◆ What the task requires ◆
Go through the lines below and transcribe each one exactly.

Point-per-instance localization data:
• • • • •

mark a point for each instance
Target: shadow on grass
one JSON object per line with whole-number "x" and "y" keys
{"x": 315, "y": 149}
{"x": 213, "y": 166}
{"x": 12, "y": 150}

• • • • •

◆ Answer to this exercise ◆
mark a point for each instance
Target: shadow on grass
one JSON object per line with whole-number "x" and "y" keys
{"x": 315, "y": 149}
{"x": 213, "y": 166}
{"x": 12, "y": 150}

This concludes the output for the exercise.